**Information given**.
▶

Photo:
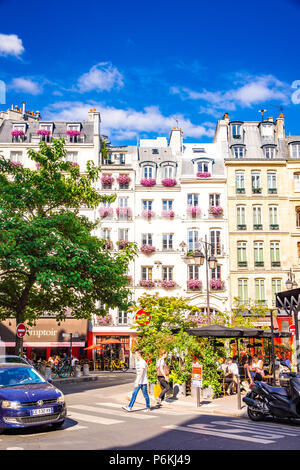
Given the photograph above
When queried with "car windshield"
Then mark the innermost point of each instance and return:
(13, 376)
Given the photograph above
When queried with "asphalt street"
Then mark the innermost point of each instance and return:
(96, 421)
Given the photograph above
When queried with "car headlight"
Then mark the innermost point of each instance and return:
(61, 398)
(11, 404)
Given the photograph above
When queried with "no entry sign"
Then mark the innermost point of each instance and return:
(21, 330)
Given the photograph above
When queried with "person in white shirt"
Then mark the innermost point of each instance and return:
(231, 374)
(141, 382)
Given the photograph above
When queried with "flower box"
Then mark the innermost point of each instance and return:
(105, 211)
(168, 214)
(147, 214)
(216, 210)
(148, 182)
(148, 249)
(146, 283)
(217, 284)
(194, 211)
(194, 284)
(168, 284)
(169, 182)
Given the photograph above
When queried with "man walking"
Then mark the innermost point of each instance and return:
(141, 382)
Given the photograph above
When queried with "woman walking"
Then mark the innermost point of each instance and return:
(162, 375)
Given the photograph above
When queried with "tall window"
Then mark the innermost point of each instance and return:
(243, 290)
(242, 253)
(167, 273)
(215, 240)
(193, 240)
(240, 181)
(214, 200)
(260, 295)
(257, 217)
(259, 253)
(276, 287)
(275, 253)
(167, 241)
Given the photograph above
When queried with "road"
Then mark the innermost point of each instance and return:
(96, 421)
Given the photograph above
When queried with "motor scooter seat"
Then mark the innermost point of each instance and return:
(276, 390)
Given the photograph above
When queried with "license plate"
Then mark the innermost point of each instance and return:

◀
▶

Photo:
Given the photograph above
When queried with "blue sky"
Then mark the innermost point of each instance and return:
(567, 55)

◀

**Exercise**.
Gather every line in the listing above that contains the string "walking", matching case exactly.

**Exercise response**.
When queried with "man walking"
When queried with "woman walking"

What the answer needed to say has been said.